> _Consigna dada 1_:
Señala cada línea de los registros que contenga la palabra "carved" y cópiala íntegra.

> _Pasaje fuente_:
◇ ◇ ◇ ◇ ◇

Vida Comunitaria
“Después subió a la montaña y llamó a su lado a los que quiso. Ellos fueron hacia él, y Jesús instituyó a doce para que estuvieran con él, y para enviarlos a predicar con el poder de expulsar a los demonios.”

Marcos 3, 13 - 16

Este texto nos recuerda los tres rasgos esenciales que configuran, interiormente y exteriormente, la vida religiosa: la llamada personal, la vida de comunidad y la misión apostólica. Tiene que existir siempre la vital integración y el equilibrio entre "amor de Dios", "vida de familia" y "pasión apostólica".

El amor de Cristo ha reunido a un gran número de discípulos para llegar a ser una sola cosa, a fin de que, en el Espíritu, como Él y gracias a Él, pudieran responder al amor del Padre a lo largo de los siglos, amándolo «con todo el corazón, con toda el alma, con todas las fuerzas» (Dt 6,5) y amando al prójimo «como a sí mismos» (cf Mt 22,39).

La comunidad religiosa es fruto de vocación y relación con Dios: “no han nacido de la voluntad de la carne o la sangre, ni de simpatías personales o de motivos humanos sino de Dios” (cf. Jn 1,13) de una divina vocación y de una divina atracción y para una misión común, es un Don del Espíritu.

Con todo esto podemos afirmar que la vida comunitaria es el aspecto central e identificante de nuestra vida de consagrada en cuanto religiosas dominicas, tanto que podemos afirmar que "sin vida comunitaria no hay vida religiosa”. El art. 55 de nuestras constituciones nos recuerda que somos distintas, pero nos une: “La gracia de la vocación, la consagración religiosa, la común misión apostólica, la escucha de la Palabra de Dios y la respuesta común que damos al Señor”, que nace de la participación “en la experiencia del Espíritu”, vivida y transmitida por nuestra fundadora Madre Cherubine en nuestra misión dentro de la Iglesia.

Como los Hermanos Predicadores también nosotras llevamos vida comunitaria según los consejos evangélicos, castidad, pobreza y obediencia, celebramos diariamente la Eucaristía, rezamos juntas la Liturgia de las Horas de la Iglesia y procuramos el encuentro con Dios en la oración personal. Nos esforzamos por conseguir una profunda inteligencia de la fe por medio del estudio de la Sagrada Escritura y la enseñanza de la Iglesia y adoptamos la forma de vida conventual, actuando con fidelidad desde los cuatro pilares de nuestra orden dominicana, entregadas a disposición de la Iglesia a través del trabajo apostólico.

A cada una de nosotras está confiado el servicio del amor fraterno, de animarnos mutuamente en el caminar juntas, así como también el llamarnos la atención con delicadeza y benevolencia, en situaciones que obstaculizan el desarrollo personal y el crecimiento de toda la comunidad.

◇ ◇ ◇ ◇ ◇

> _Consigna dada 2_:
Sustituye "Hermanos Predicadores" por "frailes dominicos" y reproduce con ese cambio todo lo que va desde "Como los Hermanos" hasta "del trabajo apostólico." en el texto sobre la vida comunitaria.

> _Datos registrados_:
◇ ◇ ◇ ◇ ◇

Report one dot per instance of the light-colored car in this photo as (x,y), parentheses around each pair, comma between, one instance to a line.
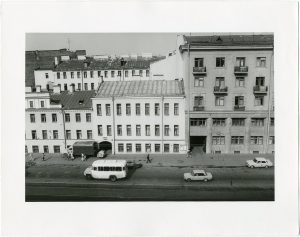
(259,162)
(197,175)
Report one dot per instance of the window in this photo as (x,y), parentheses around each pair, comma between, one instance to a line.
(56,149)
(78,118)
(32,118)
(107,108)
(218,140)
(119,130)
(147,128)
(138,147)
(176,130)
(147,109)
(240,81)
(45,134)
(68,134)
(54,118)
(78,134)
(156,109)
(67,118)
(157,147)
(261,61)
(167,148)
(43,118)
(176,109)
(119,109)
(100,131)
(46,149)
(239,101)
(219,121)
(220,62)
(138,130)
(129,147)
(238,122)
(88,117)
(128,130)
(89,134)
(167,130)
(237,140)
(99,111)
(120,147)
(271,140)
(157,130)
(198,62)
(138,109)
(148,147)
(108,130)
(220,100)
(128,109)
(166,109)
(55,134)
(199,82)
(256,140)
(257,122)
(259,101)
(35,149)
(176,148)
(198,121)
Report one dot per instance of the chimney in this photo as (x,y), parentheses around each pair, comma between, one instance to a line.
(56,89)
(37,88)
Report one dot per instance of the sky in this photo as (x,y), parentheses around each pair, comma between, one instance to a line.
(104,43)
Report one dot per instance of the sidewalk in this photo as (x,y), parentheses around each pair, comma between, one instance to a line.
(159,160)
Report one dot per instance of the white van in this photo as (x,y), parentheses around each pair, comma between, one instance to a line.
(107,169)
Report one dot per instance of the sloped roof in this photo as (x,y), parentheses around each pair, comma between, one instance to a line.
(147,88)
(74,100)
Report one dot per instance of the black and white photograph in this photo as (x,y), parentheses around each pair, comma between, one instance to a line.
(193,119)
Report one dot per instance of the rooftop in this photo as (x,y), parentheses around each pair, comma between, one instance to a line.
(74,100)
(147,88)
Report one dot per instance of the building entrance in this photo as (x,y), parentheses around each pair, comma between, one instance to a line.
(198,143)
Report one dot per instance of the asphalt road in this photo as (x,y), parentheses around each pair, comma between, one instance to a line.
(67,183)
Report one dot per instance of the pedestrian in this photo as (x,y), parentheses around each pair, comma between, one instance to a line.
(148,159)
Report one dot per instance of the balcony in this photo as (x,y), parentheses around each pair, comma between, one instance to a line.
(199,108)
(260,89)
(239,108)
(220,90)
(199,70)
(241,70)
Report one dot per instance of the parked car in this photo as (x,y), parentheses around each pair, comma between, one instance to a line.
(197,175)
(259,162)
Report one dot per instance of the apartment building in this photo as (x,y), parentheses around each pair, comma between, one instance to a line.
(230,92)
(56,120)
(140,116)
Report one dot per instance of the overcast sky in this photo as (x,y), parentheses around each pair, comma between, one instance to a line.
(105,43)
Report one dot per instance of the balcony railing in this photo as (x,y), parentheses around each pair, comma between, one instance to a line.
(199,70)
(220,89)
(260,89)
(199,108)
(239,108)
(241,69)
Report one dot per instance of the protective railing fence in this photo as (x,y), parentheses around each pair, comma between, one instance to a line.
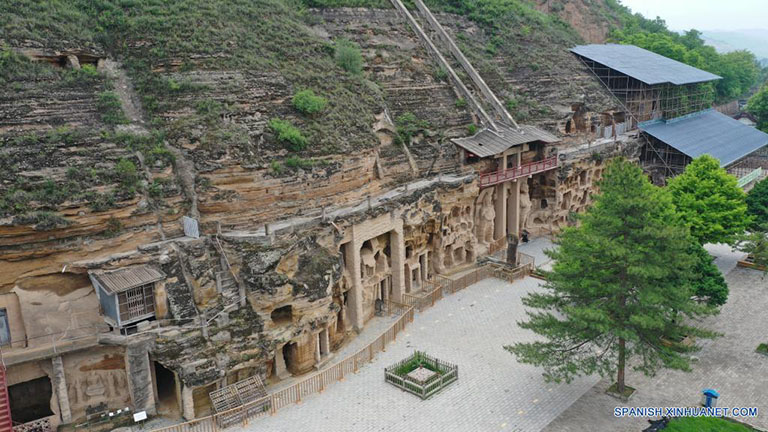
(319,381)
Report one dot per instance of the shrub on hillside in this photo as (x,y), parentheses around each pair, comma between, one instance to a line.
(288,134)
(348,57)
(308,102)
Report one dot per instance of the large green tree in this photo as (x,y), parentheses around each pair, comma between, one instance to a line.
(758,105)
(620,287)
(755,243)
(707,282)
(710,201)
(757,204)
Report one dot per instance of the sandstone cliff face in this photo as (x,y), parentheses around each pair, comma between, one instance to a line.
(591,19)
(101,162)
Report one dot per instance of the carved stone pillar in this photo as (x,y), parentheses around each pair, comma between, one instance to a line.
(355,306)
(500,203)
(397,248)
(60,386)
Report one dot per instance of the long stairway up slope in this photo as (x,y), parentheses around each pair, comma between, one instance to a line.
(432,49)
(501,111)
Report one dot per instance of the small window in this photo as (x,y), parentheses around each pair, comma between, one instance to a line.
(282,315)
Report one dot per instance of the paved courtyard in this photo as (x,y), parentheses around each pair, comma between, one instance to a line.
(493,392)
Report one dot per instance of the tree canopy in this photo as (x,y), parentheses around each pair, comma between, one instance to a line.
(758,105)
(707,281)
(621,286)
(757,204)
(710,201)
(755,244)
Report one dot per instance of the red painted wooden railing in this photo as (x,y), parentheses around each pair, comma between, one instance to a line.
(496,177)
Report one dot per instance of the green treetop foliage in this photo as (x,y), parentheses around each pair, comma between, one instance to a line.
(620,288)
(755,244)
(739,69)
(709,201)
(707,282)
(757,203)
(758,105)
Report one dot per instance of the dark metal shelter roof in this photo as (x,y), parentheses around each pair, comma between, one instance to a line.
(643,65)
(488,142)
(115,281)
(708,132)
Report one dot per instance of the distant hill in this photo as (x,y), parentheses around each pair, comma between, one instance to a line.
(755,40)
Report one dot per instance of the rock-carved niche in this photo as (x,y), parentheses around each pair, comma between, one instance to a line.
(456,242)
(485,213)
(96,379)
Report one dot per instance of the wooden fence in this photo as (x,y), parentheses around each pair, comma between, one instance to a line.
(316,383)
(448,373)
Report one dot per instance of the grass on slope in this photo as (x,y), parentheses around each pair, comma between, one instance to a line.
(154,36)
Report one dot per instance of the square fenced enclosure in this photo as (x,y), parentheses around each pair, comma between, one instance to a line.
(421,374)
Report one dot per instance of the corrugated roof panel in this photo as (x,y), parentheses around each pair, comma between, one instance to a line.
(708,132)
(114,281)
(488,142)
(643,65)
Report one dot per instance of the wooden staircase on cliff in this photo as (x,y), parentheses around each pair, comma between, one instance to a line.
(6,425)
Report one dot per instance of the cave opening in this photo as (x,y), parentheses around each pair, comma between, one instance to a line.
(282,315)
(30,400)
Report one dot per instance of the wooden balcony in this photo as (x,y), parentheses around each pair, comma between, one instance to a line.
(496,177)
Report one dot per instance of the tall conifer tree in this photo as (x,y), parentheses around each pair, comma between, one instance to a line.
(621,287)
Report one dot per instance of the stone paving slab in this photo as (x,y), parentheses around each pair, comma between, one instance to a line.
(493,391)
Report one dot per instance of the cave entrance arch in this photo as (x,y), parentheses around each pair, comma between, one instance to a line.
(31,400)
(166,390)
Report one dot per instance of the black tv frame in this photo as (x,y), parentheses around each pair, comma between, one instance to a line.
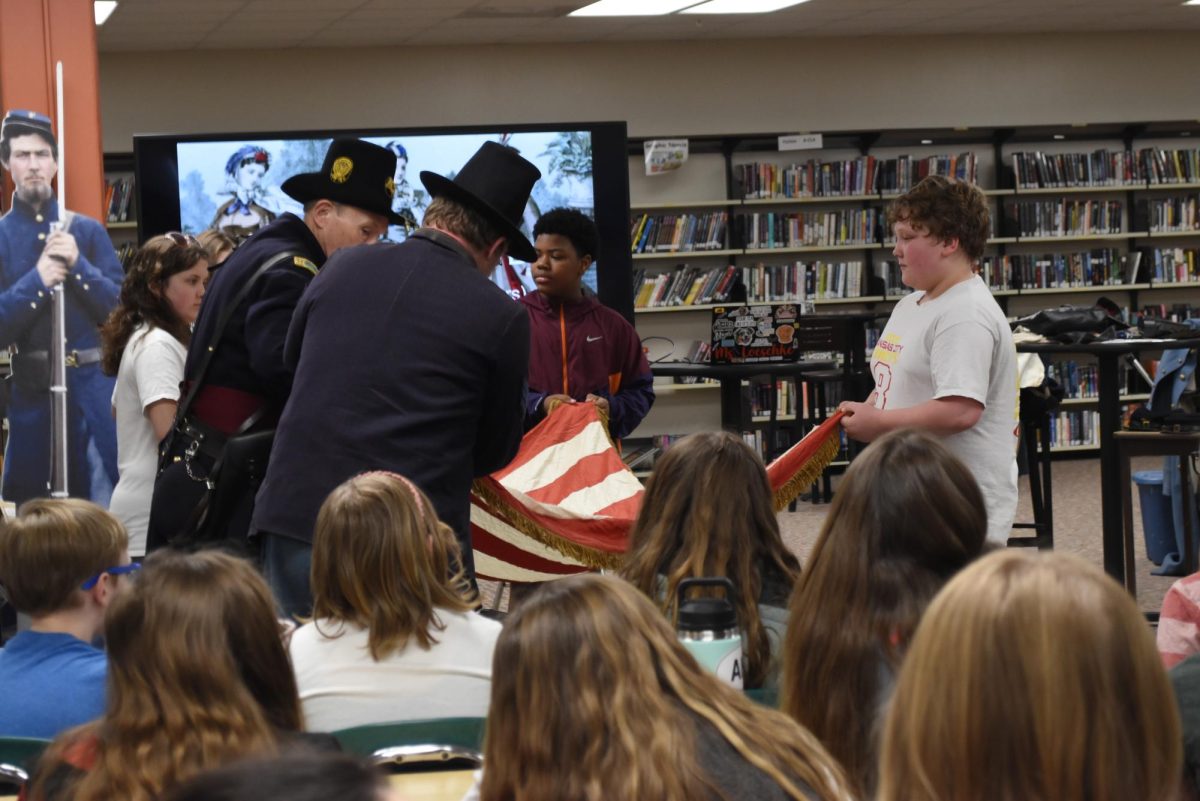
(156,180)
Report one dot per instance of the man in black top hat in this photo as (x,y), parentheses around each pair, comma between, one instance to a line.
(407,359)
(43,246)
(238,362)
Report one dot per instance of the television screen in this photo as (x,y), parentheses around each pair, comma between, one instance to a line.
(232,182)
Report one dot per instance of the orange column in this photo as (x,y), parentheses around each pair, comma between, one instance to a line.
(35,35)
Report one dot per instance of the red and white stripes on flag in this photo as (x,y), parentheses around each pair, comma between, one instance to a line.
(563,506)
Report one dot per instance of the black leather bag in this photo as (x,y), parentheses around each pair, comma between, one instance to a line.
(223,511)
(1069,320)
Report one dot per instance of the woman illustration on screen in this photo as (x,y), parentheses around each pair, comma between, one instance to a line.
(252,204)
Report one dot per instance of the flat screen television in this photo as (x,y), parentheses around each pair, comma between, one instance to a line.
(196,181)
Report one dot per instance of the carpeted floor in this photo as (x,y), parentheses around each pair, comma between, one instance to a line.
(1077,522)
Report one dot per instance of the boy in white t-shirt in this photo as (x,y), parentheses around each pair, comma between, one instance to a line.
(946,361)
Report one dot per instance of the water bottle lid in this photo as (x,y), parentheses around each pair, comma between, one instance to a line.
(707,613)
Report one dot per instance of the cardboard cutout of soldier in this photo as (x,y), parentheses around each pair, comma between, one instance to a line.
(35,256)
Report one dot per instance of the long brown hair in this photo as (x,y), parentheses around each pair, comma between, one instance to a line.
(143,299)
(593,698)
(708,511)
(382,561)
(906,517)
(1032,676)
(197,678)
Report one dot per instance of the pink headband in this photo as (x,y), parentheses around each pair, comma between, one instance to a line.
(412,487)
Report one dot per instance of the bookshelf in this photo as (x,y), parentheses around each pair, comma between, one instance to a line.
(121,206)
(1107,175)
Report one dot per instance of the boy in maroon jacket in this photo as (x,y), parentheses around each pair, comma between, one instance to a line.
(579,348)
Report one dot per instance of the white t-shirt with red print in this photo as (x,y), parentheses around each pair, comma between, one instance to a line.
(959,344)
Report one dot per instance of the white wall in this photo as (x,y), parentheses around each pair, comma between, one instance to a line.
(660,88)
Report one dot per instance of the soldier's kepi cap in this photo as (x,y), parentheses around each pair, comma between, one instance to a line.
(496,182)
(19,122)
(357,174)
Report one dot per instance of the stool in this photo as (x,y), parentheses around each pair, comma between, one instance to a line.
(819,411)
(1131,444)
(1035,416)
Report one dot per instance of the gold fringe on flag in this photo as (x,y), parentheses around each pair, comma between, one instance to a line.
(803,463)
(503,509)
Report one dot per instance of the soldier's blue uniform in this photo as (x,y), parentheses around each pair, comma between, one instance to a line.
(247,374)
(91,291)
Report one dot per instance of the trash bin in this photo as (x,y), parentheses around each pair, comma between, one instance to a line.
(1157,519)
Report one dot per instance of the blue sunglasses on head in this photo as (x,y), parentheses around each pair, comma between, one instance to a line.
(132,567)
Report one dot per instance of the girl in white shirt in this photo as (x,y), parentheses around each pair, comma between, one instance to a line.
(145,345)
(394,636)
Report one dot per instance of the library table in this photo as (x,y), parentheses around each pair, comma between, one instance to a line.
(1108,355)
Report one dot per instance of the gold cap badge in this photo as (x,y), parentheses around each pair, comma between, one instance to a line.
(340,173)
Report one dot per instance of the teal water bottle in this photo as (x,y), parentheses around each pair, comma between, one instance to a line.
(708,627)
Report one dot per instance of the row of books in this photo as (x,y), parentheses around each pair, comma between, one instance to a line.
(683,233)
(684,285)
(1099,267)
(1173,215)
(1162,166)
(118,197)
(862,175)
(1067,217)
(125,253)
(1077,380)
(789,403)
(808,228)
(813,179)
(1099,168)
(1074,427)
(1175,312)
(803,281)
(1174,265)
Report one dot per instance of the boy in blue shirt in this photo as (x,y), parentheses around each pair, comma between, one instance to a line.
(61,562)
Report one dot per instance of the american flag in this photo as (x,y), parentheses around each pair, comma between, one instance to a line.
(563,506)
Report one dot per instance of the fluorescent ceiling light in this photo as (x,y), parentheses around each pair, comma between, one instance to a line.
(631,7)
(103,10)
(741,6)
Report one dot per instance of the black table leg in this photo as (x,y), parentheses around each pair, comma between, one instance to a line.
(1110,467)
(731,404)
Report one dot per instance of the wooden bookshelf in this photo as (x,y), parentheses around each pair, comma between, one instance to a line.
(994,172)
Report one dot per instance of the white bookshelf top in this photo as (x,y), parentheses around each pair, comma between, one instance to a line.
(1173,234)
(1102,288)
(1079,190)
(1081,238)
(682,204)
(807,248)
(684,254)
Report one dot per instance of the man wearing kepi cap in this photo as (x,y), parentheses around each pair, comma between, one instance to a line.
(407,359)
(235,362)
(37,254)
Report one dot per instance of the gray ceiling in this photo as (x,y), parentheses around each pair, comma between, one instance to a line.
(270,24)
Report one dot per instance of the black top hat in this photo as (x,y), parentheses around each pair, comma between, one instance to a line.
(19,122)
(496,182)
(355,173)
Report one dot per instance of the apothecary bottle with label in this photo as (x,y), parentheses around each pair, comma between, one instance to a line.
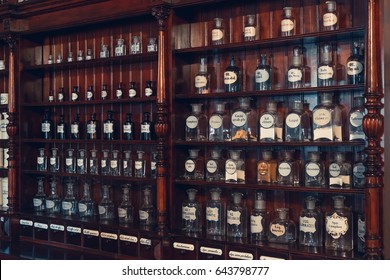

◇ ◇ ◇ ◇ ◇

> _Respuesta completa 1_:
Report one dot per instance of the carved stone pillar in this photo as (x,y), parentheses around each pair, comma between, one instance to a line.
Report one dot per instance of the rock-carved niche in this photo as (x,y), parentheses around each pair, comma between, one instance to a line.

> _Respuesta completa 2_:
Como los frailes dominicos también nosotras llevamos vida comunitaria según los consejos evangélicos, castidad, pobreza y obediencia, celebramos diariamente la Eucaristía, rezamos juntas la Liturgia de las Horas de la Iglesia y procuramos el encuentro con Dios en la oración personal. Nos esforzamos por conseguir una profunda inteligencia de la fe por medio del estudio de la Sagrada Escritura y la enseñanza de la Iglesia y adoptamos la forma de vida conventual, actuando con fidelidad desde los cuatro pilares de nuestra orden dominicana, entregadas a disposición de la Iglesia a través del trabajo apostólico.